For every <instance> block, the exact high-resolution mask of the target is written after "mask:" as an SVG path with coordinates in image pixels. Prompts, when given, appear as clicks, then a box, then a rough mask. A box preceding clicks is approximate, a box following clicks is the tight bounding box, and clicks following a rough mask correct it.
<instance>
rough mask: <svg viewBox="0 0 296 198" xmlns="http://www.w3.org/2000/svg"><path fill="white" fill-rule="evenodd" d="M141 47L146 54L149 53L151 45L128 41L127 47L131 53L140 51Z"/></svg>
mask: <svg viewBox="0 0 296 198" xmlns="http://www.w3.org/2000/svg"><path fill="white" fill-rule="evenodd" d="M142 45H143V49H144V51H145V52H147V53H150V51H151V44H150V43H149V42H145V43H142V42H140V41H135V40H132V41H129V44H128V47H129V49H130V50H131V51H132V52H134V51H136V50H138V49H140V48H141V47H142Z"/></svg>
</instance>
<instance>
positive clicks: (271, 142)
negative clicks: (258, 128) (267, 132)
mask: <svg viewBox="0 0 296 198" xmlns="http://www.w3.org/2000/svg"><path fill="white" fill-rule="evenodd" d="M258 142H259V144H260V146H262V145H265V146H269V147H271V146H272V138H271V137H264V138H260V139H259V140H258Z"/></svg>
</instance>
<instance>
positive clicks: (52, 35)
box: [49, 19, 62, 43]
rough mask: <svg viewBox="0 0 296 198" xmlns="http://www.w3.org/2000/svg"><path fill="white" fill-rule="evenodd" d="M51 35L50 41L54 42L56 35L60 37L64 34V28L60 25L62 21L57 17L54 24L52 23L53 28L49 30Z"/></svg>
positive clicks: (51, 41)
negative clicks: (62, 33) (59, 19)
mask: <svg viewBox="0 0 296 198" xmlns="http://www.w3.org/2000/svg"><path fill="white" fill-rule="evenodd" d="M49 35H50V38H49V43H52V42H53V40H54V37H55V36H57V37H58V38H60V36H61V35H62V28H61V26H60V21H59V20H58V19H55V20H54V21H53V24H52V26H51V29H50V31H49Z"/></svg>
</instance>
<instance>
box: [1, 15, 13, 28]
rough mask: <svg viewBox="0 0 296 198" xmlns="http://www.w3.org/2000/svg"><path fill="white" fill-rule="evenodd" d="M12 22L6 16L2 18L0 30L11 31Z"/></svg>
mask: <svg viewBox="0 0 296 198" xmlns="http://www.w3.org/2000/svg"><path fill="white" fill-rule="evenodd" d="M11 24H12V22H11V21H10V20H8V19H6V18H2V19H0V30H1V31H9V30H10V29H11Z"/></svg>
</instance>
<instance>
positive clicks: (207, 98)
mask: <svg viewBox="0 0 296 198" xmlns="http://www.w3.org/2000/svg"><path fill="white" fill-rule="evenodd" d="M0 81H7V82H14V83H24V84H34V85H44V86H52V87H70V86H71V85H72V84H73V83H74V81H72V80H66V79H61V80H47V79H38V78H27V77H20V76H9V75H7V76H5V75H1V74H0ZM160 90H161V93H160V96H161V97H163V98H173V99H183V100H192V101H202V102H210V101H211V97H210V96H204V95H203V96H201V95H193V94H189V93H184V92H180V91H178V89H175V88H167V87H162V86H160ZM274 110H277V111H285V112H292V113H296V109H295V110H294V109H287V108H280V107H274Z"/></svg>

Activity: Every line of the material should come back unchanged.

Reply to the task:
For every <instance> block, the exact high-resolution mask of the target is written after "mask:" as an SVG path with coordinates in image pixels. Prompts, when given, appear as clicks, then a box, then a rough mask. A box preceding clicks is approximate, a box following clicks is the tight bounding box, and clicks following a rough mask correct it.
<instance>
rough mask: <svg viewBox="0 0 296 198" xmlns="http://www.w3.org/2000/svg"><path fill="white" fill-rule="evenodd" d="M141 47L146 54L149 53L151 45L128 41L127 47L131 53L140 51Z"/></svg>
mask: <svg viewBox="0 0 296 198" xmlns="http://www.w3.org/2000/svg"><path fill="white" fill-rule="evenodd" d="M142 45H143V49H144V51H145V52H147V53H150V51H151V44H150V43H149V42H145V43H142V42H140V41H135V40H132V41H129V44H128V47H129V49H130V50H131V51H132V52H134V51H136V50H138V49H140V48H141V47H142Z"/></svg>
</instance>
<instance>
positive clicks: (271, 142)
negative clicks: (258, 128) (267, 132)
mask: <svg viewBox="0 0 296 198" xmlns="http://www.w3.org/2000/svg"><path fill="white" fill-rule="evenodd" d="M258 142H259V144H260V146H262V145H265V146H269V147H271V146H272V138H271V137H264V138H260V139H259V140H258Z"/></svg>
</instance>
<instance>
positive clicks: (52, 35)
box: [49, 19, 62, 43]
rough mask: <svg viewBox="0 0 296 198" xmlns="http://www.w3.org/2000/svg"><path fill="white" fill-rule="evenodd" d="M51 35L50 41L54 42L56 35L60 37L64 34V28L60 25L62 21L57 17L54 24L52 23L53 28L49 30Z"/></svg>
positive clicks: (51, 41)
negative clicks: (62, 33) (59, 19)
mask: <svg viewBox="0 0 296 198" xmlns="http://www.w3.org/2000/svg"><path fill="white" fill-rule="evenodd" d="M49 35H50V38H49V43H52V42H53V40H54V37H55V36H57V37H58V38H60V36H61V35H62V28H61V26H60V21H59V20H58V19H55V20H54V21H53V24H52V26H51V29H50V31H49Z"/></svg>
</instance>
<instance>
box: [1, 15, 13, 28]
rough mask: <svg viewBox="0 0 296 198" xmlns="http://www.w3.org/2000/svg"><path fill="white" fill-rule="evenodd" d="M12 22L6 16L2 18L0 30L11 31Z"/></svg>
mask: <svg viewBox="0 0 296 198" xmlns="http://www.w3.org/2000/svg"><path fill="white" fill-rule="evenodd" d="M11 24H12V22H11V21H10V20H8V19H6V18H2V19H0V30H1V31H9V30H10V29H11Z"/></svg>
</instance>
<instance>
positive clicks: (207, 98)
mask: <svg viewBox="0 0 296 198" xmlns="http://www.w3.org/2000/svg"><path fill="white" fill-rule="evenodd" d="M0 81H7V82H14V83H24V84H34V85H44V86H52V87H70V86H71V85H72V84H73V83H74V81H72V80H66V79H61V80H47V79H38V78H27V77H20V76H9V75H7V76H5V75H1V74H0ZM160 90H161V93H160V96H161V97H163V98H173V99H183V100H192V101H202V102H210V101H211V97H210V96H204V95H203V96H201V95H193V94H189V93H184V92H180V91H178V89H175V88H167V87H162V86H160ZM274 110H277V111H285V112H292V113H296V109H295V110H294V109H287V108H280V107H274Z"/></svg>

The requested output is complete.